== What the task requires ==
Reproduce word for word the rows below, beginning at the line that contains "Can you find the white scarf" and stopping after the final line of the rows.

--- START Input rows ---

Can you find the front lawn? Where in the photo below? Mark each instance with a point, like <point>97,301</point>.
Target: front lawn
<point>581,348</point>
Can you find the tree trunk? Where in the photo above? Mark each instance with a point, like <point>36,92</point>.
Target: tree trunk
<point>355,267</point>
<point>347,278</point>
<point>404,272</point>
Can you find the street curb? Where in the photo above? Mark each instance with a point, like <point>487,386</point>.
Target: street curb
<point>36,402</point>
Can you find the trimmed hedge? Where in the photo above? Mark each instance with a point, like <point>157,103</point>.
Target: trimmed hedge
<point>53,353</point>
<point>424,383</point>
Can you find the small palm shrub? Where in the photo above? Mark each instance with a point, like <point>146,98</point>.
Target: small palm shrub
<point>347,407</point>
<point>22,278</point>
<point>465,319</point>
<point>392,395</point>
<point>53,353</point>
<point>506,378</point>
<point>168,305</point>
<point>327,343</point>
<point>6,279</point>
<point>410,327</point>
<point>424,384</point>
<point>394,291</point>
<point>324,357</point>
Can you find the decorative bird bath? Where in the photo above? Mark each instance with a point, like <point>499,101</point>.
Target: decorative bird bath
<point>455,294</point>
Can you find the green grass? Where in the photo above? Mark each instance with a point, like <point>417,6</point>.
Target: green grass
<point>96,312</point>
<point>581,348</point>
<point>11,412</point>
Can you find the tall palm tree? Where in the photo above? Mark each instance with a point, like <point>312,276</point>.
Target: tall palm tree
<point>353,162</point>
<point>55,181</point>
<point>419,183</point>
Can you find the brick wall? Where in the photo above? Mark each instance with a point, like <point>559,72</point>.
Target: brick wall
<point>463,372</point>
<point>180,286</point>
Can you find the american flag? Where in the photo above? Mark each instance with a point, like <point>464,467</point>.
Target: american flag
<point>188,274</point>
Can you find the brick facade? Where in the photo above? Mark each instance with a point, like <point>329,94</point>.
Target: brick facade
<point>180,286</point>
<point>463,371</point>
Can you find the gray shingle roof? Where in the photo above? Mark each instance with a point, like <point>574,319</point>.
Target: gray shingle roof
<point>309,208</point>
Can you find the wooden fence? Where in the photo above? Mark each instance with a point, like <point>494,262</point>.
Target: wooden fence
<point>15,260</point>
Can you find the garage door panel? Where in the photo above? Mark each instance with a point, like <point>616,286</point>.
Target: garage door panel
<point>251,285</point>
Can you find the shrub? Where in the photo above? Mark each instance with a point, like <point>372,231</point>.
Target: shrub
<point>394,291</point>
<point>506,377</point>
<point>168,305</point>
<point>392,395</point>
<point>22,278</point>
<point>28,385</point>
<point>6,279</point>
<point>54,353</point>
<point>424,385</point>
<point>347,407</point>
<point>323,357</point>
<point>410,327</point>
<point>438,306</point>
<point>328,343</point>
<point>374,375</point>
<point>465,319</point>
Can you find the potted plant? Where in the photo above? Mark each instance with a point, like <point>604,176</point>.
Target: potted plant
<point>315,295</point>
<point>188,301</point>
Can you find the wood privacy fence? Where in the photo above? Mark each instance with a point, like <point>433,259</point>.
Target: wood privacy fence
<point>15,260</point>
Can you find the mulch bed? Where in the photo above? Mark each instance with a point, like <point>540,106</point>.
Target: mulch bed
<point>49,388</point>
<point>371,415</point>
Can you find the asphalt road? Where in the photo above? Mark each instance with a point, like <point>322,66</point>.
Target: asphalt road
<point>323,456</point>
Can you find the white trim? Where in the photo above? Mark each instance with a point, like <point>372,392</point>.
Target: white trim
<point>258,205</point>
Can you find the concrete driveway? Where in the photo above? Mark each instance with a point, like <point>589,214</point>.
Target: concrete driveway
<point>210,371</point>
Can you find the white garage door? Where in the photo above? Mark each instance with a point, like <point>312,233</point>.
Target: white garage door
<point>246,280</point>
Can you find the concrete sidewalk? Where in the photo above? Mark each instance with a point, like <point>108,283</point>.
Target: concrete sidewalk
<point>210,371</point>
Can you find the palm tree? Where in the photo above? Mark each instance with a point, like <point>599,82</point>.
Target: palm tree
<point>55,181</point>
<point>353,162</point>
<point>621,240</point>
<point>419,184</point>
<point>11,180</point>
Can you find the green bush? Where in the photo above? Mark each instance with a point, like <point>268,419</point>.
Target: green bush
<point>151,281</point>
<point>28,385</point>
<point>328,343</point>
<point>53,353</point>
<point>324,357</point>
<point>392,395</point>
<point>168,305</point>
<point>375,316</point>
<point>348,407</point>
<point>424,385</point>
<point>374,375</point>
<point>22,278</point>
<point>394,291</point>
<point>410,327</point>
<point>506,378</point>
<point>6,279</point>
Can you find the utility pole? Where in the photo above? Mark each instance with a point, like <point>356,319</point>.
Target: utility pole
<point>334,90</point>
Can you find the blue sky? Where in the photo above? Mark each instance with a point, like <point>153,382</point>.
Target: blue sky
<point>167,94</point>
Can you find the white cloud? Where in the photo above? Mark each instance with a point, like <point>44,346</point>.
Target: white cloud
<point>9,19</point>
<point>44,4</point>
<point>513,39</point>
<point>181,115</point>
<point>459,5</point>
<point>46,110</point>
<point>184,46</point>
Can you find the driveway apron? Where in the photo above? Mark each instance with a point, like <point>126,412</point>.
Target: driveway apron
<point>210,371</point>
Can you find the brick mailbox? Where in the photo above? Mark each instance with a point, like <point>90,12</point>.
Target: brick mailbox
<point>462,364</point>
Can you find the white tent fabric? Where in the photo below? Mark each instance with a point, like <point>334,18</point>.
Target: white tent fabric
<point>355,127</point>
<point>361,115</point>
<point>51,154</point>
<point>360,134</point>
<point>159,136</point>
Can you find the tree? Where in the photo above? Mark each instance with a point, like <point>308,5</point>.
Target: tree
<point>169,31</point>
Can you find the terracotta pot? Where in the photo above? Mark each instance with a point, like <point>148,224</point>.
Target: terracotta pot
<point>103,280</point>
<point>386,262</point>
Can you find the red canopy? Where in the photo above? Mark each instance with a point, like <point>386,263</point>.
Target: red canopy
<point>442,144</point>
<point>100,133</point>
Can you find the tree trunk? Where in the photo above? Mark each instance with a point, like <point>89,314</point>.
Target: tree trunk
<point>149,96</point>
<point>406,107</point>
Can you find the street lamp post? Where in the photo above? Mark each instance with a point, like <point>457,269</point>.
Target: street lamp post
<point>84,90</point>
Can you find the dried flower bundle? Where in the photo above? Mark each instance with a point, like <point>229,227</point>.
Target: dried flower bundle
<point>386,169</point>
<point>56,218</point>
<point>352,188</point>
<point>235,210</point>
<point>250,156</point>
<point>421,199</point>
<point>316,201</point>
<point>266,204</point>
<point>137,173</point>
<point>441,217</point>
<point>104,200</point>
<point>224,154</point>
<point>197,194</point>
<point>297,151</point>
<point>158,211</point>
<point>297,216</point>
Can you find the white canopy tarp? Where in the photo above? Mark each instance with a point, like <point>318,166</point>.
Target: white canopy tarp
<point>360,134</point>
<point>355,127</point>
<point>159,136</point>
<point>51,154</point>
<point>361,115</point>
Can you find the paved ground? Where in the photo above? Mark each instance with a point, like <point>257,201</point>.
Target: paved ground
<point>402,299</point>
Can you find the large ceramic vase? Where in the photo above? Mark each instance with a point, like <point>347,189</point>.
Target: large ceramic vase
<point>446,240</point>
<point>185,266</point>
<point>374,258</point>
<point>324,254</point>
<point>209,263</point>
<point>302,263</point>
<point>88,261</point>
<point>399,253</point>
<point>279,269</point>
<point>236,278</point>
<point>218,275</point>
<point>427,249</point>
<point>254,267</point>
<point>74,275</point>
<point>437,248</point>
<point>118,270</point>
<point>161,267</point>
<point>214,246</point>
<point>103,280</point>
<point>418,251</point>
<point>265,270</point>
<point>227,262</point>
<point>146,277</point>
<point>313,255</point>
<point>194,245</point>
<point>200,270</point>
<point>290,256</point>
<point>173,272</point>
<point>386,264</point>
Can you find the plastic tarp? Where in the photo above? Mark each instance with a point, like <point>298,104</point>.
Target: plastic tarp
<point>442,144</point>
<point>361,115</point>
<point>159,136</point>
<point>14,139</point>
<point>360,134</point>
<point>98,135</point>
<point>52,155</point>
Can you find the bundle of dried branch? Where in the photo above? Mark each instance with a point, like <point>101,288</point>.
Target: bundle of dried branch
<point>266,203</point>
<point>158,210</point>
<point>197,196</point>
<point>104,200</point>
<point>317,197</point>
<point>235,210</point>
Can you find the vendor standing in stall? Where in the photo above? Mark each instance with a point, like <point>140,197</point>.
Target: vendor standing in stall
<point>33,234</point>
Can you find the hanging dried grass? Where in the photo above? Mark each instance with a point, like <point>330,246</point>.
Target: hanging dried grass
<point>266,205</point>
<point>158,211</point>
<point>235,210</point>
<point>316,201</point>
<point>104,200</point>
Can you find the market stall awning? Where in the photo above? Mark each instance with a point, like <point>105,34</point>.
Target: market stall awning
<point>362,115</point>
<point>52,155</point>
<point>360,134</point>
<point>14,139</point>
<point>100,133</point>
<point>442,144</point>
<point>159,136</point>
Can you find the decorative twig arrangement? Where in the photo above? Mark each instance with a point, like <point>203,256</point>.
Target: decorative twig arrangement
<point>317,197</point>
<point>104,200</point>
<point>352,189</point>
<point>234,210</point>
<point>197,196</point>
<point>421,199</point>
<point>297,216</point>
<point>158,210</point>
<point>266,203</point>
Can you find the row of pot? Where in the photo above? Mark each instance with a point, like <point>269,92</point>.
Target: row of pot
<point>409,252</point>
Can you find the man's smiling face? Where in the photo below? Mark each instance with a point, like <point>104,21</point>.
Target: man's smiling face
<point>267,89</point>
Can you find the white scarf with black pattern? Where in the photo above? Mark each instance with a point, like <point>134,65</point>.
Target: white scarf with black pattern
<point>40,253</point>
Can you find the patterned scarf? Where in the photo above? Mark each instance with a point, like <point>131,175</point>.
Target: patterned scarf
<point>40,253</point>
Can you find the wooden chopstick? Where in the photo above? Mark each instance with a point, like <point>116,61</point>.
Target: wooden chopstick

--- END Input rows ---

== Written response ==
Can you find the white scarf with black pattern? Where in the photo above? Mark each instance with a point, like <point>134,65</point>.
Target: white scarf with black pattern
<point>40,253</point>
Can you find the patterned scarf? Where in the photo above? Mark each instance with a point, like <point>131,175</point>.
Target: patterned scarf
<point>40,253</point>
Can you find the wooden chopstick? Where in the photo above? Mark each instance with a point, like <point>116,61</point>.
Target: wooden chopstick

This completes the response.